Every line from the line containing "Query: rock on path" through the final line below is to be repeated exactly; no other line is.

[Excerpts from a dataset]
◆ ◆ ◆

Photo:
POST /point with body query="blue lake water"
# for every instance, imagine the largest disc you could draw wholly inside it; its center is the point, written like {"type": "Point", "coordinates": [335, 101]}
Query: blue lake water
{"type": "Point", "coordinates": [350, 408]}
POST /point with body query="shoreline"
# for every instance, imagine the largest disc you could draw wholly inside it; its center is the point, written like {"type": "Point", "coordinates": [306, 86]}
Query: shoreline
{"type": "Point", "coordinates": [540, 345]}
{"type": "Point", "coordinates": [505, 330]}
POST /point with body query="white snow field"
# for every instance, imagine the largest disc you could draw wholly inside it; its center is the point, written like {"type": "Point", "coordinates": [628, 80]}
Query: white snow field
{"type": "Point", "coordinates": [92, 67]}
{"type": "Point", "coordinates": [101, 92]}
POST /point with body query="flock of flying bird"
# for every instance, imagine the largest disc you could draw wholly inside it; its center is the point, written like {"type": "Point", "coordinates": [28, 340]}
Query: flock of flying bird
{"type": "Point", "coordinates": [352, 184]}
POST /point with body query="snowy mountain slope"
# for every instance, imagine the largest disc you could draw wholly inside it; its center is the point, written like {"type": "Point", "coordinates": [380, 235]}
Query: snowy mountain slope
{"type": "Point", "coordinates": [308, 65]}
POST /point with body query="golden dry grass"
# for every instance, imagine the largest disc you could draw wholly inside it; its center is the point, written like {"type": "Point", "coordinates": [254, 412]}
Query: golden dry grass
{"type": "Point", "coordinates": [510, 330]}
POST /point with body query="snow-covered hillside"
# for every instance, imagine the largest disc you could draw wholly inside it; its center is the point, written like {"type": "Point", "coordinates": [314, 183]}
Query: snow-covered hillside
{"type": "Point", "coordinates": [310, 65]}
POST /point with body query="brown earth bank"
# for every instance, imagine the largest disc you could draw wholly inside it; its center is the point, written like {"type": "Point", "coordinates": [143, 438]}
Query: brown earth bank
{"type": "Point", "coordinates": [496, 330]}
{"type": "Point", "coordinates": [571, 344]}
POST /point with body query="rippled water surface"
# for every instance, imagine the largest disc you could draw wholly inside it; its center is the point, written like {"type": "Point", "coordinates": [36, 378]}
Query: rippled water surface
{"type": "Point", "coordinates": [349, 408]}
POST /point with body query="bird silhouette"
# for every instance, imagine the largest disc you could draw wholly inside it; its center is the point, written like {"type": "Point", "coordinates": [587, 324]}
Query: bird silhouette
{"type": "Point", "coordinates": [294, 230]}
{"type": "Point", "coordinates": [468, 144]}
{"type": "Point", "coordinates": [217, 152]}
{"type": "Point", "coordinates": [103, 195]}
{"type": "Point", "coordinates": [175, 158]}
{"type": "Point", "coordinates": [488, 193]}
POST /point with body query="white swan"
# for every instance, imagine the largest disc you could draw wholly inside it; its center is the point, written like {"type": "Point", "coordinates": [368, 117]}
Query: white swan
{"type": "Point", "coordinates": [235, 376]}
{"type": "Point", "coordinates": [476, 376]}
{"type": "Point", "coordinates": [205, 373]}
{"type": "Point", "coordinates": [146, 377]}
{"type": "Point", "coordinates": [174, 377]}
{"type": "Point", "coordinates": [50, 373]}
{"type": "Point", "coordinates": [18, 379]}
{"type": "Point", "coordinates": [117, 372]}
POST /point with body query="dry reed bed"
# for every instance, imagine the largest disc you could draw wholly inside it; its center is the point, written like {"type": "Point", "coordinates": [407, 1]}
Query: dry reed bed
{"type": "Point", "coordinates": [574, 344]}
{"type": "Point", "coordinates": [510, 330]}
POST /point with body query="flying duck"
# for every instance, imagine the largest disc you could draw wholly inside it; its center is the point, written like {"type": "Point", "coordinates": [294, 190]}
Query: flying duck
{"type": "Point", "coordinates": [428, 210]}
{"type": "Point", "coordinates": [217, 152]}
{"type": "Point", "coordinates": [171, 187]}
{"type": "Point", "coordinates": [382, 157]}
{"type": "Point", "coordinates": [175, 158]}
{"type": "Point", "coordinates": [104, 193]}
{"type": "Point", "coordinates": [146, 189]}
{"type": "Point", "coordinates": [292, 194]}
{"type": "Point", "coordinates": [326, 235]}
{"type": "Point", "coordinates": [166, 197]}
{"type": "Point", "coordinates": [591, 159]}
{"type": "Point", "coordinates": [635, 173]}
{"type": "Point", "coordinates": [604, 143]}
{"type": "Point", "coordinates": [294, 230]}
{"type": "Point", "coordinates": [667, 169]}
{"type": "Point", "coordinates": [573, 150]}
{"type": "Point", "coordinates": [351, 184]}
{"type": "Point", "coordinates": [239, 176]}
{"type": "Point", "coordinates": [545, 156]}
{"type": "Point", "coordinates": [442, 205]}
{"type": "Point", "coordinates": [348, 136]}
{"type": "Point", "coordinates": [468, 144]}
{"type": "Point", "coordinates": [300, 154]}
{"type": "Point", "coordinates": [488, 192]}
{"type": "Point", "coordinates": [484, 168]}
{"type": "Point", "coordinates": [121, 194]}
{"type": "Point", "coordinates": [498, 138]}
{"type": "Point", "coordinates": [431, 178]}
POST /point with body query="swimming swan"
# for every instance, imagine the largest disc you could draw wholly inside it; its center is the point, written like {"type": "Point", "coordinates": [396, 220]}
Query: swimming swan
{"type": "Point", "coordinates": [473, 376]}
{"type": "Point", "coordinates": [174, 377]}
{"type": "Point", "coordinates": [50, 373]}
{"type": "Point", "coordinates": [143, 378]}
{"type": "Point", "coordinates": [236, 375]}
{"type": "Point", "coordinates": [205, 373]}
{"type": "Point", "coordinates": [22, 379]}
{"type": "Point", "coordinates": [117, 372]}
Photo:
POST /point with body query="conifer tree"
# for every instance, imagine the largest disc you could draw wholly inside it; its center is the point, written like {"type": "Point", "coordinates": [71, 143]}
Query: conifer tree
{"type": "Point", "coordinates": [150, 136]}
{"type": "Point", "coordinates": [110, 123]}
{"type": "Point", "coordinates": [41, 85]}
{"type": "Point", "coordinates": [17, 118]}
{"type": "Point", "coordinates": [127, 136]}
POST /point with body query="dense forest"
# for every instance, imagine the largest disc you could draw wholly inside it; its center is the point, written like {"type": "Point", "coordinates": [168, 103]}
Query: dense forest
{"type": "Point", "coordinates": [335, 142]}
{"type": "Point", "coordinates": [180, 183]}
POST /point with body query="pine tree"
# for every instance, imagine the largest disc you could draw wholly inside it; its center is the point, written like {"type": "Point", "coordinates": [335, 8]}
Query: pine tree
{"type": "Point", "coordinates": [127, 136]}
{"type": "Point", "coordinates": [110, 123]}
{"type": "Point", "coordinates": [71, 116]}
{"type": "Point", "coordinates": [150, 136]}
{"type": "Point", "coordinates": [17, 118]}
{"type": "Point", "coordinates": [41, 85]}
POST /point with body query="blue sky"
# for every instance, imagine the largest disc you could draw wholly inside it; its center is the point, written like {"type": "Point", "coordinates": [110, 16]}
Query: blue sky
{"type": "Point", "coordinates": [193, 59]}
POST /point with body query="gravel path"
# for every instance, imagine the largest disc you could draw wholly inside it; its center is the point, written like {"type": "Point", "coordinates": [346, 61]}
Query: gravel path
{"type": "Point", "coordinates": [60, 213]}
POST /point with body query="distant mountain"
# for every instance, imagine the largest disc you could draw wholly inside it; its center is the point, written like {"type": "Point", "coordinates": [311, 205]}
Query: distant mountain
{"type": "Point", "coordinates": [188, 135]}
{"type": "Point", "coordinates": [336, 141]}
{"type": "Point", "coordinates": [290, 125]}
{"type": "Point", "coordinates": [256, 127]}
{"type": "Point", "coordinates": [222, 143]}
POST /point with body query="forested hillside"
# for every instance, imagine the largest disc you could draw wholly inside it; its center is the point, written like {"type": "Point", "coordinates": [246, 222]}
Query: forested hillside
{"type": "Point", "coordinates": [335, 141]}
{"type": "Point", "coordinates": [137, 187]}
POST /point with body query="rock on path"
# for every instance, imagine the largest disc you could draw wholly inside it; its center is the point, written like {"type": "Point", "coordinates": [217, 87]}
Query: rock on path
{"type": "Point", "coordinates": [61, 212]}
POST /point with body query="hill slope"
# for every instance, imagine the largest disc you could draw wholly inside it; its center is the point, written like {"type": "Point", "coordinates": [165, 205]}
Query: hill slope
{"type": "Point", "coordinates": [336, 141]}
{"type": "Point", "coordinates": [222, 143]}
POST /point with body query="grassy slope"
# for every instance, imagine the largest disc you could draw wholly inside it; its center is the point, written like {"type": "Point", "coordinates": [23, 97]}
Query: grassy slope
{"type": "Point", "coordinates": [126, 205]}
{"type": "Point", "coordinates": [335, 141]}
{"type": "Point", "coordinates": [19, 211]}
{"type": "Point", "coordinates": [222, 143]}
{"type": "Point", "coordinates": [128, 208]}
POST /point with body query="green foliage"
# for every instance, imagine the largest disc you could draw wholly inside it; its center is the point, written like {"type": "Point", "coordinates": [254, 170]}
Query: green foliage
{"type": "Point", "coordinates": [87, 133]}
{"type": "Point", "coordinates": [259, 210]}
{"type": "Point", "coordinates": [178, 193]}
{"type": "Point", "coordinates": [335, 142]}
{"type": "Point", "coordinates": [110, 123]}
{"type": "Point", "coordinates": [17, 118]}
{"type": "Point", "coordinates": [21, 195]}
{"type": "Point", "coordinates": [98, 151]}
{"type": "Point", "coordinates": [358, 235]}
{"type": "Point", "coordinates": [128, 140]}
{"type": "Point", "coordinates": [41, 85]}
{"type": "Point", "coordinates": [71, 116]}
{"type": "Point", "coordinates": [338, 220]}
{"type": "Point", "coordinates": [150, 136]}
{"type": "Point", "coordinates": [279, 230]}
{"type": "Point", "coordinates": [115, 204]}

◆ ◆ ◆

* [Response area]:
Query: rock on path
{"type": "Point", "coordinates": [61, 212]}
POST /point with body query="hill slope"
# for every instance, imagine the largest disc you could draw wholly inside it; its center is the point, written like {"type": "Point", "coordinates": [165, 205]}
Query: hill slope
{"type": "Point", "coordinates": [336, 141]}
{"type": "Point", "coordinates": [222, 143]}
POST /point with body query="grassy slope"
# for every instance, imagine the largest disc you could draw wholly inside it; its center is the point, written like {"type": "Point", "coordinates": [23, 97]}
Query: grassy slope
{"type": "Point", "coordinates": [126, 205]}
{"type": "Point", "coordinates": [335, 141]}
{"type": "Point", "coordinates": [19, 211]}
{"type": "Point", "coordinates": [222, 143]}
{"type": "Point", "coordinates": [128, 208]}
POST /point with body query="green foliage"
# for every instance, imagine the largest disc you could draw wholly inside it; its center is the point, written like {"type": "Point", "coordinates": [254, 170]}
Query: green foliage
{"type": "Point", "coordinates": [87, 133]}
{"type": "Point", "coordinates": [259, 210]}
{"type": "Point", "coordinates": [178, 193]}
{"type": "Point", "coordinates": [335, 142]}
{"type": "Point", "coordinates": [110, 123]}
{"type": "Point", "coordinates": [17, 118]}
{"type": "Point", "coordinates": [21, 195]}
{"type": "Point", "coordinates": [98, 151]}
{"type": "Point", "coordinates": [358, 235]}
{"type": "Point", "coordinates": [128, 140]}
{"type": "Point", "coordinates": [41, 85]}
{"type": "Point", "coordinates": [71, 116]}
{"type": "Point", "coordinates": [338, 220]}
{"type": "Point", "coordinates": [150, 136]}
{"type": "Point", "coordinates": [279, 230]}
{"type": "Point", "coordinates": [115, 204]}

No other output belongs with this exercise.